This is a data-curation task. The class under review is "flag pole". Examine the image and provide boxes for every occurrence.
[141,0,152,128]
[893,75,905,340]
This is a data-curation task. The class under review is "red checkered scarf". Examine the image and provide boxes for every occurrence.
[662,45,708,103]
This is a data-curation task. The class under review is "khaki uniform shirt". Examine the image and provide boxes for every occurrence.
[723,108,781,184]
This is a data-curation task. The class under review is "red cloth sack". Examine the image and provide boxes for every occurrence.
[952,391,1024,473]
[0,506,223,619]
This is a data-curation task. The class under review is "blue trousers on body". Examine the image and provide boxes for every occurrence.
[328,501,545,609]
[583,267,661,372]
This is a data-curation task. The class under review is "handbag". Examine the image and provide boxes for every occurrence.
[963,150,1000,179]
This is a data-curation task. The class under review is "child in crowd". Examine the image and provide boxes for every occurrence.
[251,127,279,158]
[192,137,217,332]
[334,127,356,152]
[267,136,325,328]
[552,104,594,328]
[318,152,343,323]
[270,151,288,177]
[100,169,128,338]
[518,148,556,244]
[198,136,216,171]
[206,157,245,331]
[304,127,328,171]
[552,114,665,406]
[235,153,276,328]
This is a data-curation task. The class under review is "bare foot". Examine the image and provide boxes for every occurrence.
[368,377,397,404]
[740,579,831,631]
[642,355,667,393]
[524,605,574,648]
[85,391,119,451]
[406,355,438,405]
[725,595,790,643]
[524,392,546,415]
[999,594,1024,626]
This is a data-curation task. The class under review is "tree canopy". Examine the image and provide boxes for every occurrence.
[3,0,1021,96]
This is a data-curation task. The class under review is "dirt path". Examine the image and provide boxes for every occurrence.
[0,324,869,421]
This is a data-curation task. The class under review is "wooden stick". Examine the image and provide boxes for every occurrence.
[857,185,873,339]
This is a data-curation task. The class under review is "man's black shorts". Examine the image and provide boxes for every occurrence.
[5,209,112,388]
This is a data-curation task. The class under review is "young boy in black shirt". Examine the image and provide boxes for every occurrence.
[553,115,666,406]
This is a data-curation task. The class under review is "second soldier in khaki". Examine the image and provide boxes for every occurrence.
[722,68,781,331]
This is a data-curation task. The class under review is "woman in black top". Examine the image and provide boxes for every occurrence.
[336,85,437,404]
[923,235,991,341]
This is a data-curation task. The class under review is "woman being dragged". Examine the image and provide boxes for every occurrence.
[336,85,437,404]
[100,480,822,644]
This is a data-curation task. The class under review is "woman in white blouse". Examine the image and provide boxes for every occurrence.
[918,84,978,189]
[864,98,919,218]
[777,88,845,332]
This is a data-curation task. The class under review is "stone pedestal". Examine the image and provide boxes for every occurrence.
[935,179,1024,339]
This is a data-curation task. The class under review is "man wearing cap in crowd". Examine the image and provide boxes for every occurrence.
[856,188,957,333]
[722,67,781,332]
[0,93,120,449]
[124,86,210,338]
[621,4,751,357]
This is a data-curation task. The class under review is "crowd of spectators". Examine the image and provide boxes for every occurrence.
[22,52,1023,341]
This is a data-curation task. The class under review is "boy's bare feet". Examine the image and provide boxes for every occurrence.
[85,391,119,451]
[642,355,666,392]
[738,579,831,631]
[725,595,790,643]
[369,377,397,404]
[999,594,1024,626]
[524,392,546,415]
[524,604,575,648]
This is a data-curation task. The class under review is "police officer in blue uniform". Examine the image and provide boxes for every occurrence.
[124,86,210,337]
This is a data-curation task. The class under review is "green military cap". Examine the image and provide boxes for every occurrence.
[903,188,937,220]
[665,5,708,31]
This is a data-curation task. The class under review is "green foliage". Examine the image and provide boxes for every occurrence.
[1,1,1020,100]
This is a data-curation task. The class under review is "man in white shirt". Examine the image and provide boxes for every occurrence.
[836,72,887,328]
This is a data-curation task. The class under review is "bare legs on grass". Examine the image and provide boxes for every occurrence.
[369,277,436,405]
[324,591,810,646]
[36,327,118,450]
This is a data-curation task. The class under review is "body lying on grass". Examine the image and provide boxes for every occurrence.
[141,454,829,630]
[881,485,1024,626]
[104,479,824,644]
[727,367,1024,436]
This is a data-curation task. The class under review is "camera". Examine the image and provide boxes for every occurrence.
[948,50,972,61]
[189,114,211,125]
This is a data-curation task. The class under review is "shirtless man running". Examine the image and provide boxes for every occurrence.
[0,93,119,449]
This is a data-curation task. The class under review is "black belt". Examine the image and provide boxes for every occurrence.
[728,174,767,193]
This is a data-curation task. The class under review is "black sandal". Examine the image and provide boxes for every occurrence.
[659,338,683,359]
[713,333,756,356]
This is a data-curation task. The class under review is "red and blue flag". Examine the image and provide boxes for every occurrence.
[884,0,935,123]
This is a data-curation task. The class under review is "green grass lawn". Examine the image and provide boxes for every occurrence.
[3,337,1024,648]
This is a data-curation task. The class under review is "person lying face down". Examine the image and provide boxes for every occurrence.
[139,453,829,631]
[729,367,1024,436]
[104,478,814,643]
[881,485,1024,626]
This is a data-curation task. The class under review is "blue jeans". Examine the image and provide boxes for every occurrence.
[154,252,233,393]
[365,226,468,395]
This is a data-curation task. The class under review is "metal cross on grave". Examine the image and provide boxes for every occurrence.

• **What is needed**
Could you copy every record above exactly as written?

• **Completed task**
This is a data-curation task. The class under review is "flag pole". Examine the image and provide boxes for every occurrence.
[141,0,152,128]
[893,75,905,340]
This is a data-curation task. The class under review is "red checkered scarf". Examine the image and provide boxes for every occurrence.
[662,45,708,103]
This is a data-curation task. The class under review is "khaki uniform shirt". Examine the image and provide boxes for every occurrence.
[723,108,781,184]
This is a data-curation task. The class under review is "red cloth sack". Examine the image and provide boxes for every occurrence.
[952,391,1024,473]
[0,506,223,619]
This is a data-curation task. The class under review is "blue trousers on body". Examine the image and provide boxes for every occurrence.
[328,501,545,609]
[583,267,661,372]
This is a data-curation task. The class under review is "handbag". Examine the image and provide boxes for every occurrence.
[963,150,1000,179]
This is a data-curation task. The class under review is "child in crowd". Examine the image and provide boxes for every occurrence.
[251,127,279,158]
[192,137,217,332]
[334,127,356,152]
[267,136,325,328]
[552,104,594,328]
[318,152,343,323]
[270,151,288,177]
[100,169,128,338]
[518,148,556,244]
[198,136,216,171]
[206,157,245,331]
[304,127,328,171]
[552,114,665,406]
[235,153,276,328]
This is a data-curation task. The class under review is "bare foot". Examine the image and provide boxes for every occurrence.
[368,377,397,404]
[740,579,831,631]
[642,355,667,393]
[524,605,574,648]
[85,391,119,451]
[406,355,438,405]
[725,595,790,643]
[524,392,546,415]
[999,594,1024,626]
This is a data-curation task. The class under review is "tree canopy". Examine the image and provide boxes for every occurrence.
[3,0,1021,96]
This is a data-curation task. The class under review is "dirt path". Examine the image and provide boxes for every occurrence.
[0,324,869,421]
This is a data-curation task. The class under review is "wooden stick". Examine the image and provide boxes for every occurrence.
[857,185,873,339]
This is a data-curation task. The class under review is "man's black shorts". Examine the image and provide boxes for every occurrence.
[5,209,112,388]
This is a data-curation task. The class under review is "young boy in black shirt". Examine the image and provide boxes for every occurrence.
[553,115,666,406]
This is a data-curation task. The class under review is "second soldier in khaki". Examine the image and provide boxes for every occurrence.
[722,68,781,331]
This is a data-curation task. The class under review is "woman in black top". Examine the image and provide boxes for every occurrence.
[336,85,437,404]
[923,235,991,341]
This is a data-curation task. The class under review is "woman being dragged". Examine the image and provide boxes for every occurrence.
[336,85,437,404]
[100,480,822,644]
This is a data-curation task. The class under review is "woman in white blouse". Examine the image and provide boxes for every occurrence.
[918,84,978,189]
[864,98,919,218]
[777,88,845,332]
This is a data-curation task. The class under review is "stone pedestal". Examine the image and provide boxes for every occurrence.
[935,179,1024,339]
This is a data-curation task. The class under review is "man wearing cap in crowd". Examine the image and provide boxes for every occurrence.
[856,188,957,333]
[722,67,781,332]
[0,93,120,449]
[124,86,210,338]
[621,4,751,357]
This is a data-curation task. The class under review is "crowd of spectators". Examine the image and provide boxes for every occurrence.
[22,52,1023,341]
This is a data-curation task. The class under review is "boy's bare feet". Examine the image and provide boxes for every occurrence.
[85,391,119,451]
[642,355,666,392]
[738,579,831,631]
[725,595,790,643]
[369,377,397,404]
[999,594,1024,626]
[524,392,546,415]
[524,604,575,648]
This is a data-curation task. The class under review is "police officer in blue uniform". Examine the image and provide boxes for every occurrence.
[124,86,210,337]
This is a data-curation task. The class under review is "green military cap". Examine the image and provide boxes for every occurrence.
[903,188,937,220]
[665,5,708,31]
This is a data-curation task. The class under review is "green foliage". Examine the image and provide boxes for every occurrence.
[1,1,1020,100]
This is a data-curation task. The class under review is "man in white shirt". Examine the image and provide boxes for every occurrence.
[836,72,887,328]
This is a data-curation task. The class under review is "bare legs on grass". Examine the image and provide boxes for every occurrence.
[369,277,436,405]
[324,591,810,646]
[36,327,118,450]
This is a data-curation task. The class under review is "body lying on grass". Examine the image and provide boxes for every occurrence.
[141,454,829,630]
[881,485,1024,626]
[104,479,824,644]
[727,367,1024,436]
This is a data-curation task. The class under review is "camera". Examine the image and provide boxes for every occurrence.
[948,50,972,61]
[189,114,211,125]
This is a data-curation task. The class under review is "shirtless man running". Examine the image and provide boxes for every occurrence.
[0,93,119,449]
This is a data-curation task. The class under review is "black belt". Examine the image and provide boxes for every occurrence.
[728,174,767,193]
This is a data-curation task. The class under review is "black sandal". Examine the image and provide boxes for every occurrence.
[659,338,683,359]
[713,333,756,356]
This is a data-curation task. The class under review is "red and blue flag". Examine the image and provide boxes for every occurrence.
[884,0,935,123]
This is a data-curation task. The class under review is "green grass lawn". Examine the image and provide boxes for every occurrence.
[3,337,1024,648]
This is a data-curation task. The class under review is "person lying face down". Examine the image and provide boxes for every occurrence.
[139,453,829,631]
[729,367,1024,436]
[104,478,814,643]
[881,485,1024,626]
This is a data-curation task. The class under review is "blue jeans". Examine the image and provide boxes for every occurrence.
[154,252,233,393]
[365,226,468,395]
This is a data-curation task. The class under review is "metal cross on grave". Examine the image and provide boxes for every occurrence.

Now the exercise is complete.